TASKS:
(1) According to the overview of Xen live migration, LVM, and DRBD, what term does it use for a Xen host server?
(2) Write the next part of the overview of Xen live migration, LVM, and DRBD, picking up after its final sentence.

SELECTED EXCERPT:
★ ★ ★ ★

Live Migration and Synchronous Replicated Storage With Xen, DRBD and LVM
Tags: drbd, high availability, infrastructure, linux, lvm, redhat, scalability, storage, systems administration, unix, Virtualization, Xen
Xen LVM & DRBD Overview
The Xen Hypervisor provides a great deal of flexibility and high availability options when it comes to deploying virtual machines. One of the most attractive features it offers is called live migration. Live migration is the ability to take a running virtual machine (“domU”) and move it from one Xen host server (“dom0”) to another. As you might expect, it is called “Live” because it is done while the virtual machine is on, without any noticeable degradation in performance or availability.
LVM is a logical volume manager for Linux. It allows you to take one or more disks and carve them up into dynamic volumes. Logical volumes are like really flexible partitions. They can be grown, shrunk, snapshotted, renamed, copied and moved around with minimal overhead and without ever needing to re-calculate partition sizes.

★ ★ ★ ★

GIVEN DATA:
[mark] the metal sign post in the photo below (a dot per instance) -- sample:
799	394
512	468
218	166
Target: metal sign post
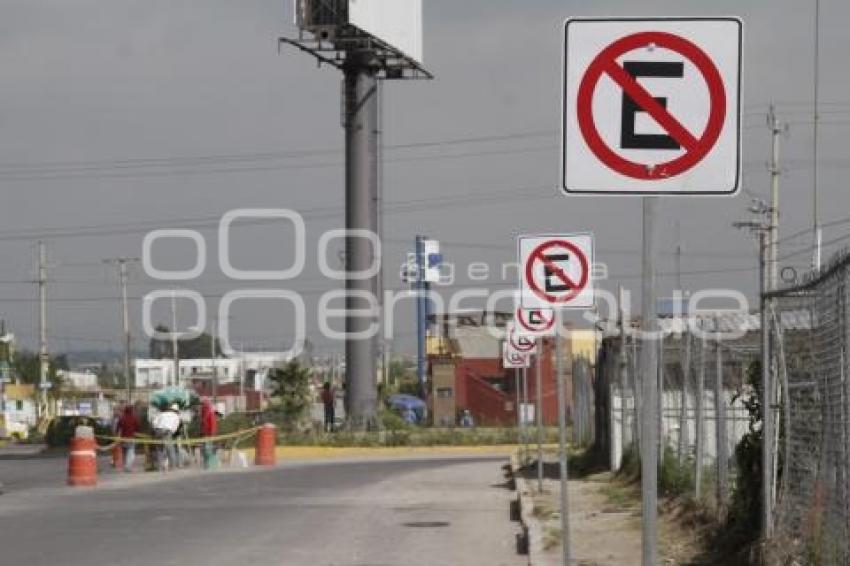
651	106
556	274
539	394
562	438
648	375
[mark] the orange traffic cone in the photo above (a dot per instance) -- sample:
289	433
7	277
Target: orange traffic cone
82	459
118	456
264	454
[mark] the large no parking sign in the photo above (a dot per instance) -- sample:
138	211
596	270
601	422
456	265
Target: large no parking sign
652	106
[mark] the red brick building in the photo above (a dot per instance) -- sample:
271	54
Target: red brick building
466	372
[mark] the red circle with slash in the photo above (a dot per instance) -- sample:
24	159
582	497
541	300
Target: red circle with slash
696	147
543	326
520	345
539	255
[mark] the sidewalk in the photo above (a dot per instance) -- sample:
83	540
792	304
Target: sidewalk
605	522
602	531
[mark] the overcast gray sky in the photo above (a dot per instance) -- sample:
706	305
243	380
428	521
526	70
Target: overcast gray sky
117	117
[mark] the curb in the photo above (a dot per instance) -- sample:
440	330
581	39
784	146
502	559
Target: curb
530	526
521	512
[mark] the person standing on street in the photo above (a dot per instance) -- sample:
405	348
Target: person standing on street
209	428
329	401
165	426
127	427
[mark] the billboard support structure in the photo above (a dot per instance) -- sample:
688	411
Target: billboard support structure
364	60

★ ★ ★ ★

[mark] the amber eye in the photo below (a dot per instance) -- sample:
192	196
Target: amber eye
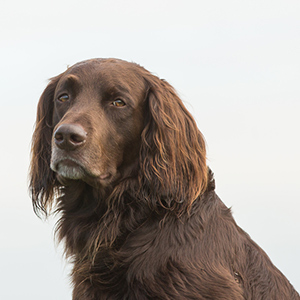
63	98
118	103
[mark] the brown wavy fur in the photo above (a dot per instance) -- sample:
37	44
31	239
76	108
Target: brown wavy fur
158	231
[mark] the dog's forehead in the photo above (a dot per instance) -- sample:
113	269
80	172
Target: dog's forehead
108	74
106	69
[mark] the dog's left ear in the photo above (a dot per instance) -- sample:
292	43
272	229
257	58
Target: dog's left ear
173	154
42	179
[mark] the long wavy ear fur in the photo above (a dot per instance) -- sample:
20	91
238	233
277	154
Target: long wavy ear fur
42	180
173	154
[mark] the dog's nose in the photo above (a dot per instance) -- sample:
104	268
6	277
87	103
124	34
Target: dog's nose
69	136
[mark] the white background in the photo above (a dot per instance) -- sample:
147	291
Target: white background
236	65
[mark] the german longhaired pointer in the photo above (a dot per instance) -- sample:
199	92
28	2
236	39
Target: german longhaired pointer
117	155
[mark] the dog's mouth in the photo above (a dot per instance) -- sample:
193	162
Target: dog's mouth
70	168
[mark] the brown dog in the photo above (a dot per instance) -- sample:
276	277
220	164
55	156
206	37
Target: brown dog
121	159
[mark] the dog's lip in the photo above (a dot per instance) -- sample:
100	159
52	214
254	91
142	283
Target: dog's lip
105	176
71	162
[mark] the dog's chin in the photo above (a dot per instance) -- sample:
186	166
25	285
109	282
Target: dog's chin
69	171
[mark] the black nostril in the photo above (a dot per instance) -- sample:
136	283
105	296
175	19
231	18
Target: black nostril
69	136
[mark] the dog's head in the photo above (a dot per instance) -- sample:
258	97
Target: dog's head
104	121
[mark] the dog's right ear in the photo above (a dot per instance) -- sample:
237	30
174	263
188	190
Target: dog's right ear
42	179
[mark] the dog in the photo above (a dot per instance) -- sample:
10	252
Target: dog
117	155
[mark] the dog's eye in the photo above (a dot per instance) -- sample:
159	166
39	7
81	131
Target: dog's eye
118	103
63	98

★ ★ ★ ★

ANSWERS PROVIDED:
(1) dom0

(2)
The DRBD Project provides storage replication at the block-level, essentially it is a network-enabled raid driver. With DRBD we can take a LVM volume and synchronize its contents on two servers. DRBD supports a multi-master architecture which as you’ll read is perfect for Xen.
Combining these technologies together provides us with a serious feature set; Dynamic volume management, snapshotting, synchronous replication, virtualization and best of all live migration. These are the fundamentals of massively expensive enterprise solutions and we’re going to implement them for free.
Architecture and Scalability
For the purposes of this howto I’ll be working with only two systems, however, it is fairly easy to scale this concept up by deploying additional servers. At a point of critical-mass you could also begin decoupling the components into a highly available replicated storage system and Xen servers which connect via iSCSI.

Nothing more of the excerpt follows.